(Instruction): Copy out the passage about the Moon family's dairy farm word for word, in full.

They received assistance from the support group, a farmer-based group of people who attended the farms on a monthly basis with a good understanding of the farm business physically and financially.

The Moon family trade as a four-way partnership, Alex and Tricia, Jared and Melissa. The family farm is located at Foley Rd, Yanakie, Vic, and the farm that is leased with the option to purchase is on the Meeniyan-Promontory Rd, Yanakie. This leased farm (Brickles) had the potential to be purchased at the end of the 2019 financial year or at the end of the 2021 financial year.

The goals of the farm included:

1. Use the farm cash flow and previous savings to provide a deposit to buy Brickles (202 hectares) before July 1, 2019, or July 1, 2021.

The Moons chose not to purchase the leased farm at the end of the 2019 financial year, rather their choice was to wait to make a decision on the potential purchase. During the 2021 financial year the Moons made the decision that the purchase of the farm was not their preferred option.

Alex and Tricia decided that they would scale back their physical involvement in the farm business and move towards volunteer roles, to do the work that they wanted to do.

Jared and Melissa will operate the Foley Rd farm after the second farm’s lease has concluded at the end of the 2021 financial year.

This has resulted in the Moons not taking the option to purchase the leased farm.

2. Managing the development of people in the business.

The employment of effective labour is a skill that often needs to be developed by dairy farmers that have normally done most of the work on farm with their own labour. The Moons have become more skilled in this area over the Focus Farm period.

“We learned a lot about being good employers from our staff, both success and failure can teach you valuable lessons,” Alex said.

The Moons followed this process step-by-step:

A. Set up workplace employment agreements, using a human resources consultant.

B. Skill assess their employees and train where required, but really assign duties and responsibilities that were suitable for staff in terms of their most preferred work areas.

(Stored data):
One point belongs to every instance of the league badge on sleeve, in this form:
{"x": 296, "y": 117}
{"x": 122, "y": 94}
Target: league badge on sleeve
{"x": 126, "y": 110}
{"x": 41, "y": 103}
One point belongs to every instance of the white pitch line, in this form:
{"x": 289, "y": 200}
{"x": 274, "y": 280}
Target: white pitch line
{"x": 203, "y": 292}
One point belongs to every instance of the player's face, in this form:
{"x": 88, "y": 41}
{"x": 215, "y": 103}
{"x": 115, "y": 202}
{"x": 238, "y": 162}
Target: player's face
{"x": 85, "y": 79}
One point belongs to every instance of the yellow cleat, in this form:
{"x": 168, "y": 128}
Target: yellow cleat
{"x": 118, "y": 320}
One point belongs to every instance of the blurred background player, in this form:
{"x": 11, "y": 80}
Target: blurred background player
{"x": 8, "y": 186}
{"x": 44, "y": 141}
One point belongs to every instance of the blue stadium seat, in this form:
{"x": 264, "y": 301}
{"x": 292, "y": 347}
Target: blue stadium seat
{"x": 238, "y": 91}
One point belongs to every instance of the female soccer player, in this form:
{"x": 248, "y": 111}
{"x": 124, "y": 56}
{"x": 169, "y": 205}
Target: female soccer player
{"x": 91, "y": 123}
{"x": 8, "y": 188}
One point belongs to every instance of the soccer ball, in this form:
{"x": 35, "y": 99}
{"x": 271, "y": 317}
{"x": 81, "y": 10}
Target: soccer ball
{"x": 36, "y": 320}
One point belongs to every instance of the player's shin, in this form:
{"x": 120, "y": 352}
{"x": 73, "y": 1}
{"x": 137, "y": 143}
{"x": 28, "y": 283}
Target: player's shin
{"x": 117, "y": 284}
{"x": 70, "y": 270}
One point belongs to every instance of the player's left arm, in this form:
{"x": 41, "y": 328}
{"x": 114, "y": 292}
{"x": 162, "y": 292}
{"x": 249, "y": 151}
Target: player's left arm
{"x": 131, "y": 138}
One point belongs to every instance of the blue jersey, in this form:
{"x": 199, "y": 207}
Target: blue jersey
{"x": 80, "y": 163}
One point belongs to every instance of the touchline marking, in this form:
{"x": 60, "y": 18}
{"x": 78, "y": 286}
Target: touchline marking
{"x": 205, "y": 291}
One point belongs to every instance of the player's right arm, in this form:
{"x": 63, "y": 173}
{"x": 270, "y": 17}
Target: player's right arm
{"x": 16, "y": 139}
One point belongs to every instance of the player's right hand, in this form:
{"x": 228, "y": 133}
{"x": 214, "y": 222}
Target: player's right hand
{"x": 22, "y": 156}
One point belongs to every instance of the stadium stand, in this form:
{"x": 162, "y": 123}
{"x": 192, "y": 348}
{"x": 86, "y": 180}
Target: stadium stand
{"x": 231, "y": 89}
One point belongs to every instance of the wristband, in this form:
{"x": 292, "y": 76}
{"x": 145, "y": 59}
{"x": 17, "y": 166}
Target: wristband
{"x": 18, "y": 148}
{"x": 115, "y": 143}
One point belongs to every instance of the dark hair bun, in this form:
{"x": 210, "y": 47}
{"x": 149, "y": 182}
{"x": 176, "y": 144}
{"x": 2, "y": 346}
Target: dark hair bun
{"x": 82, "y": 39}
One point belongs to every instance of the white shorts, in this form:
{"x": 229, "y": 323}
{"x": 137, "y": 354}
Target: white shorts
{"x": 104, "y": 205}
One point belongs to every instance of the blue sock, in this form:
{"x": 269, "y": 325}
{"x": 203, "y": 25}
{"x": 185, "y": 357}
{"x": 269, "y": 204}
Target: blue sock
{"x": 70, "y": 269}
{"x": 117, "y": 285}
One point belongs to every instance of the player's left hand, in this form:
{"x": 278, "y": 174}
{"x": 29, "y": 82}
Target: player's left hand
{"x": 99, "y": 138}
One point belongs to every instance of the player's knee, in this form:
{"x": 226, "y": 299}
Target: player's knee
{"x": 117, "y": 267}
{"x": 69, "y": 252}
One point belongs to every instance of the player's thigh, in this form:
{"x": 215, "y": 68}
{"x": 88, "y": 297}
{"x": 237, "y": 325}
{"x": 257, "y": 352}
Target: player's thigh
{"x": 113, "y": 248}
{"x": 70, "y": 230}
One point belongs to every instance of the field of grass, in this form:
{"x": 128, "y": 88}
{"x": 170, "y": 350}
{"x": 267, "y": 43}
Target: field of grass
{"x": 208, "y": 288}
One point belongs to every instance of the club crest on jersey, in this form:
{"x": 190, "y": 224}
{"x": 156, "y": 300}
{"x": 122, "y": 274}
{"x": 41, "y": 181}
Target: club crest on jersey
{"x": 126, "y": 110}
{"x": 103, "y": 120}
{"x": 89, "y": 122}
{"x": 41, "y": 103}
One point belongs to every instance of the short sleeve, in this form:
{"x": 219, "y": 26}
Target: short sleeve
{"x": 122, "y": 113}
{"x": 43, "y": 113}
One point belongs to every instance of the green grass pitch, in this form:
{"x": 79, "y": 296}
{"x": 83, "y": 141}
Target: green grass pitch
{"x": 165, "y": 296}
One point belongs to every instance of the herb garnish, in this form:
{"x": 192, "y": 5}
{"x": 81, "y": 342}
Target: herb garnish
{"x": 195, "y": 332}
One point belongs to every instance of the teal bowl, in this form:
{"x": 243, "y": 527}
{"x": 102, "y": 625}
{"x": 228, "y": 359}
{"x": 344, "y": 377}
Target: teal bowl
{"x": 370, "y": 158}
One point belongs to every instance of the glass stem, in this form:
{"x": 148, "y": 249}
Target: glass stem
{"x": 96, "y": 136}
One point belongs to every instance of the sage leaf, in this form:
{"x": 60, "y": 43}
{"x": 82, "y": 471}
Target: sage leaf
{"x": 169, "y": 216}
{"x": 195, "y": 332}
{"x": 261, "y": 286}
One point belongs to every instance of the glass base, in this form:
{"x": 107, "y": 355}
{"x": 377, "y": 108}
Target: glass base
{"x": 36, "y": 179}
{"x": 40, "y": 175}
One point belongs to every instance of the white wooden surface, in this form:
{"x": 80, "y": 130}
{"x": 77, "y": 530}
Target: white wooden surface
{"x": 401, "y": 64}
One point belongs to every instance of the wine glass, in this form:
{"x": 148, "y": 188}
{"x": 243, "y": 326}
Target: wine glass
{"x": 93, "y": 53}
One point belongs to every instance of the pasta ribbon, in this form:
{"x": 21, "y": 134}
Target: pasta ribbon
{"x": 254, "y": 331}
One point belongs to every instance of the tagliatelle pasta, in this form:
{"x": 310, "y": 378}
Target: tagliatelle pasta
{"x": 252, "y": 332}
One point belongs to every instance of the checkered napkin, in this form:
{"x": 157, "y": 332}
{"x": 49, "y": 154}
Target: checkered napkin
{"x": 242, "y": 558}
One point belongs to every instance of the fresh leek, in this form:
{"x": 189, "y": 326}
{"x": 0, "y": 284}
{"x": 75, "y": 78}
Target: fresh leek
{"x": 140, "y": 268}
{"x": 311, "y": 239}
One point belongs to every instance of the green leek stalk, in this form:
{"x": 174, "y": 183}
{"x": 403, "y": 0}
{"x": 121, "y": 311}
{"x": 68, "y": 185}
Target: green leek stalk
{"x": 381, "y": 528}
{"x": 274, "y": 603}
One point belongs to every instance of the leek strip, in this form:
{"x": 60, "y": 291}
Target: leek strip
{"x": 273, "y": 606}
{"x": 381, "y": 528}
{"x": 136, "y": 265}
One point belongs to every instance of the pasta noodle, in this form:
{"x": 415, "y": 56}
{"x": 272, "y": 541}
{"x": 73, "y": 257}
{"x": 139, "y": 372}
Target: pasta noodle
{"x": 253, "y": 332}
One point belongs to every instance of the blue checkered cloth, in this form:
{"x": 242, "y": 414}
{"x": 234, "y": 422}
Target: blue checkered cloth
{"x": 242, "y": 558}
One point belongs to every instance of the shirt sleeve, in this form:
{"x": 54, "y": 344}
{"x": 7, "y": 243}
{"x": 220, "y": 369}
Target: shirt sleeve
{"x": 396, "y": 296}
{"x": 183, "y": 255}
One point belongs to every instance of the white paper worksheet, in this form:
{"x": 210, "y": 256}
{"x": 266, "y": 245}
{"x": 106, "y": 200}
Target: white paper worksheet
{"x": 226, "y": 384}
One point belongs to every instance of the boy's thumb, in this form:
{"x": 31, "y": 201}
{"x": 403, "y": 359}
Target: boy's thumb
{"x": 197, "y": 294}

(Solution):
They received assistance from the support group, a farmer-based group of people who attended the farms on a monthly basis with a good understanding of the farm business physically and financially.

The Moon family trade as a four-way partnership, Alex and Tricia, Jared and Melissa. The family farm is located at Foley Rd, Yanakie, Vic, and the farm that is leased with the option to purchase is on the Meeniyan-Promontory Rd, Yanakie. This leased farm (Brickles) had the potential to be purchased at the end of the 2019 financial year or at the end of the 2021 financial year.

The goals of the farm included:

1. Use the farm cash flow and previous savings to provide a deposit to buy Brickles (202 hectares) before July 1, 2019, or July 1, 2021.

The Moons chose not to purchase the leased farm at the end of the 2019 financial year, rather their choice was to wait to make a decision on the potential purchase. During the 2021 financial year the Moons made the decision that the purchase of the farm was not their preferred option.

Alex and Tricia decided that they would scale back their physical involvement in the farm business and move towards volunteer roles, to do the work that they wanted to do.

Jared and Melissa will operate the Foley Rd farm after the second farm’s lease has concluded at the end of the 2021 financial year.

This has resulted in the Moons not taking the option to purchase the leased farm.

2. Managing the development of people in the business.

The employment of effective labour is a skill that often needs to be developed by dairy farmers that have normally done most of the work on farm with their own labour. The Moons have become more skilled in this area over the Focus Farm period.

“We learned a lot about being good employers from our staff, both success and failure can teach you valuable lessons,” Alex said.

The Moons followed this process step-by-step:

A. Set up workplace employment agreements, using a human resources consultant.

B. Skill assess their employees and train where required, but really assign duties and responsibilities that were suitable for staff in terms of their most preferred work areas.